Extract provided -
######

That's an interesting idea.  So you propose that this minor mode could
display many more problematic Unicode characters in a different way, and
that it would not necessarily be limited to info?

I guess it doesn't take much coding, but the interesting question is
which other Unicode characters it should cover.  I only know about em
dash; are there others?

One drawback is that em dash is only confirmed to be problematic in some
situations; that is when they are written "like—this" with no space in
between, whereas in situations "like — this" I think it is much
preferable to show the actual Unicode character.

Actually, this gives me another way of how we could do it: in our info
manuals, as the final step before displaying it, we do something like
this (here quickly coded up as a hook):

    (defun sk/Info-fix-em-dashes ()
      (save-excursion
        (goto-char (point-min))
        (let ((case-fold-search t)
              (buffer-read-only nil))

######

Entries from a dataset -

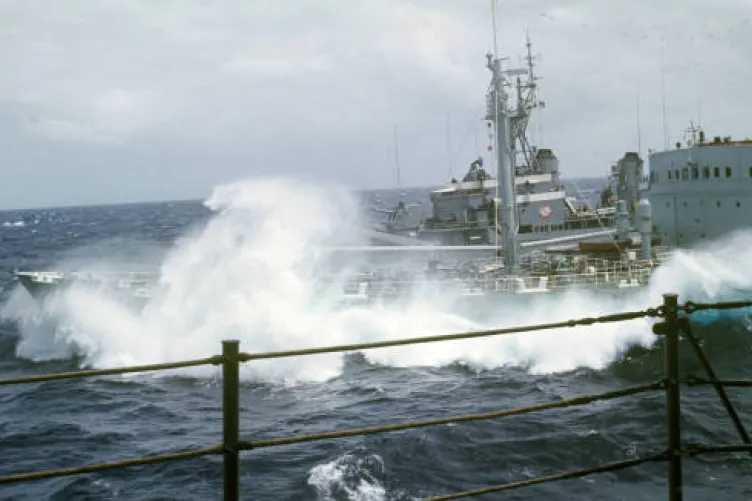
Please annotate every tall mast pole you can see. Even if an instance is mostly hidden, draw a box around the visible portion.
[486,0,519,274]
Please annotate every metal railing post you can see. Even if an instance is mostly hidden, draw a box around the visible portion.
[222,340,240,501]
[663,294,683,501]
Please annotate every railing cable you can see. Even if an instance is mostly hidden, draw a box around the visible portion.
[0,445,224,485]
[0,355,224,386]
[239,381,664,450]
[240,308,663,362]
[421,452,668,501]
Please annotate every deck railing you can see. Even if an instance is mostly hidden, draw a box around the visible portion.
[0,294,752,501]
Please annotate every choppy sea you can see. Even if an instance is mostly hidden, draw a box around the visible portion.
[0,181,752,501]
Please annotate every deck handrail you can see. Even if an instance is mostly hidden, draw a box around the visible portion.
[0,294,752,501]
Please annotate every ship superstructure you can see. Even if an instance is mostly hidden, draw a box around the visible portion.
[378,37,614,245]
[611,123,752,247]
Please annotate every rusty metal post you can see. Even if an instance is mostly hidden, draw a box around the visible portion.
[663,294,683,501]
[222,340,240,501]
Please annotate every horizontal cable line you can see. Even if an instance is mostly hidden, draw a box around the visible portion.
[682,444,752,456]
[0,355,224,386]
[240,310,657,362]
[421,452,667,501]
[684,376,752,388]
[679,300,752,313]
[238,381,664,450]
[0,445,225,485]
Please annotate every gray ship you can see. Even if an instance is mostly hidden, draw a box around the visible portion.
[602,123,752,247]
[16,38,657,308]
[376,34,615,246]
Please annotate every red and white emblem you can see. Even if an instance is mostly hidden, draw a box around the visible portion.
[538,204,554,219]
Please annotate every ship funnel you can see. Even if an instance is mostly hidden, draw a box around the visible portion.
[636,198,653,260]
[616,200,629,240]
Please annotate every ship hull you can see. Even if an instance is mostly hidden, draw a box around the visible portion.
[649,144,752,247]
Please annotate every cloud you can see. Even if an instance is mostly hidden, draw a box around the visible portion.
[0,0,752,207]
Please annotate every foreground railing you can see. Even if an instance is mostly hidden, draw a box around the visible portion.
[0,294,752,501]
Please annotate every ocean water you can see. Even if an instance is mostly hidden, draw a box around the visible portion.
[0,180,752,501]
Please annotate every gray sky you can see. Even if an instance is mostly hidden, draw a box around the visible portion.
[0,0,752,208]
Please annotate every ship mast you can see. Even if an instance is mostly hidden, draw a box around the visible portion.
[505,33,542,172]
[486,53,519,274]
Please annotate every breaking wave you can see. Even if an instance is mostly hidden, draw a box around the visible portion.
[2,180,752,382]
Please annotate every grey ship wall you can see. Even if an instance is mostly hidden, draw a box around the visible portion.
[649,144,752,247]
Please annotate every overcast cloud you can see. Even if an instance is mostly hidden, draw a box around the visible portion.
[0,0,752,208]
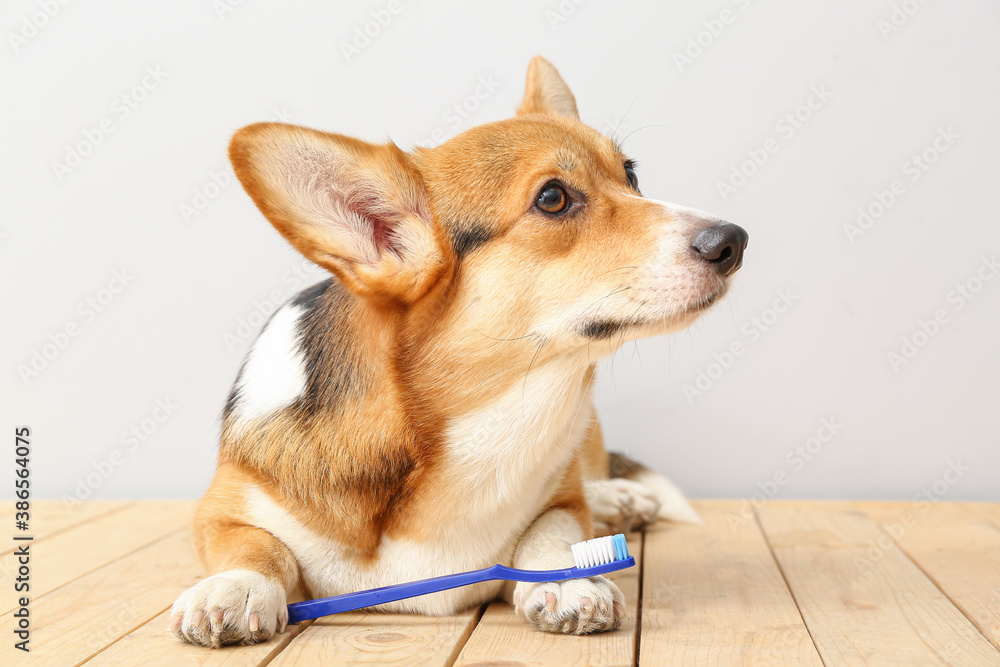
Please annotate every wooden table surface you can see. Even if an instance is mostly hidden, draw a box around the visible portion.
[0,500,1000,667]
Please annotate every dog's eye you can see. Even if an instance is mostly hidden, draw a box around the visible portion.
[535,181,569,213]
[625,160,639,192]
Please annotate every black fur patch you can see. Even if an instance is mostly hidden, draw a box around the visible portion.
[292,278,333,310]
[294,278,359,415]
[451,224,493,260]
[580,320,627,340]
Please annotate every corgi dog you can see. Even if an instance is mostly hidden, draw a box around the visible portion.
[169,57,747,647]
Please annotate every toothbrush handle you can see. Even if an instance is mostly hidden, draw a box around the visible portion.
[288,565,502,624]
[288,556,635,624]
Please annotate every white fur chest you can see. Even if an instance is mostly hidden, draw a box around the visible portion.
[246,364,593,614]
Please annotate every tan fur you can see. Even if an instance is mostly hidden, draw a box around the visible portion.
[171,58,744,645]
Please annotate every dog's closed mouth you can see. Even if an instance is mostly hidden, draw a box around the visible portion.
[578,288,726,341]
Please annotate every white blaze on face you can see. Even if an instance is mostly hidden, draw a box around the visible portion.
[232,304,306,423]
[535,196,725,348]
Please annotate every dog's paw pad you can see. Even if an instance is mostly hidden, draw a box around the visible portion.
[167,570,288,647]
[584,478,660,535]
[514,577,625,635]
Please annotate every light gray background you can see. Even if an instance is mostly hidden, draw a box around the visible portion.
[0,0,1000,502]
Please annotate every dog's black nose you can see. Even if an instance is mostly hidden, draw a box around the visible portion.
[691,222,749,276]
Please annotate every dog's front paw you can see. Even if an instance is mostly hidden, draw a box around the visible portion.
[584,478,660,536]
[514,577,625,635]
[169,570,288,648]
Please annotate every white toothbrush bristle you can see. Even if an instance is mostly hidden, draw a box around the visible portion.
[571,535,617,568]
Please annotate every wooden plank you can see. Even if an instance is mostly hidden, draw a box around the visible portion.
[857,502,1000,650]
[0,500,194,612]
[639,501,822,666]
[455,533,642,667]
[269,609,479,667]
[60,529,308,665]
[0,530,198,665]
[83,612,306,667]
[757,502,1000,665]
[0,500,133,556]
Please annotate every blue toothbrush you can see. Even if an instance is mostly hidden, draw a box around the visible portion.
[288,533,635,624]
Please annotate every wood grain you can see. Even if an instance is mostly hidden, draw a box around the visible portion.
[0,500,194,616]
[758,502,1000,665]
[0,500,134,557]
[270,609,479,667]
[858,503,1000,650]
[640,501,822,665]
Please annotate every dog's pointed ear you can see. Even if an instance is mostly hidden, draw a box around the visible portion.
[229,123,447,304]
[517,56,580,119]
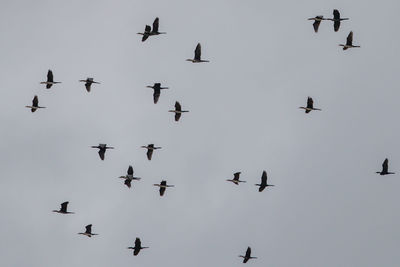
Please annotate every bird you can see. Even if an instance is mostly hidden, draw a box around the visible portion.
[25,95,46,112]
[239,247,257,263]
[92,144,114,160]
[227,172,246,185]
[146,83,169,104]
[308,16,326,32]
[78,224,99,237]
[53,201,74,214]
[339,31,361,50]
[79,78,100,92]
[376,158,395,175]
[327,9,349,32]
[141,144,161,160]
[299,97,321,113]
[255,171,274,192]
[40,70,61,89]
[119,165,141,188]
[153,180,174,196]
[128,240,149,256]
[186,43,210,63]
[168,101,189,121]
[138,17,166,42]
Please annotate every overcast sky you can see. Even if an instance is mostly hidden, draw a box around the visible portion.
[0,0,400,267]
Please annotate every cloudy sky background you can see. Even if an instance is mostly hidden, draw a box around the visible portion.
[0,0,400,267]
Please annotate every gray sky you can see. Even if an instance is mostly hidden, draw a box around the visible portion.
[0,0,400,267]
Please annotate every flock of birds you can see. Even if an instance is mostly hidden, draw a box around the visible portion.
[26,9,394,263]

######

Stated task -
Carry on the message about showing em dashes in Info manuals, starting after its last line.

Task result -
          (while (re-search-forward "\\([a-z”’']\\)—\\([a-z]“‘`'\\)" nil t)
            (replace-match "\\1 — \\2" t)))))

    (add-hook 'Info-selection-hook #'sk/Info-fix-em-dashes)

    (info "(emacs) After a Crash")

This could be made optional, or even the default if we agree that it is
more readable than what we have now.

In any monospace font, I certainly prefer this:

       When ‘recover-session’ is done, the files you’ve chosen to recover
    are present in Emacs buffers.  You should then save them.  Only
    this — saving them — updates the files themselves.

To this:

       When ‘recover-session’ is done, the files you’ve chosen to recover
    are present in Emacs buffers.  You should then save them.  Only
    this—saving them—updates the files themselves.

That way, everyone gets readable text but also UTF-8 characters.
Win-win.  Perhaps this is even something the Texinfo developers would be
willing to consider.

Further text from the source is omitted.